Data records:
####

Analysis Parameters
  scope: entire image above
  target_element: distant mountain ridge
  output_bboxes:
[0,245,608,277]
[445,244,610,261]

####

# Short task
Rewrite the rows above, replacing "mountain ridge" with "mountain crest" and leaving everything else unchanged.

# Completed task
Analysis Parameters
  scope: entire image above
  target_element: distant mountain crest
  output_bboxes:
[0,245,608,277]
[445,244,610,261]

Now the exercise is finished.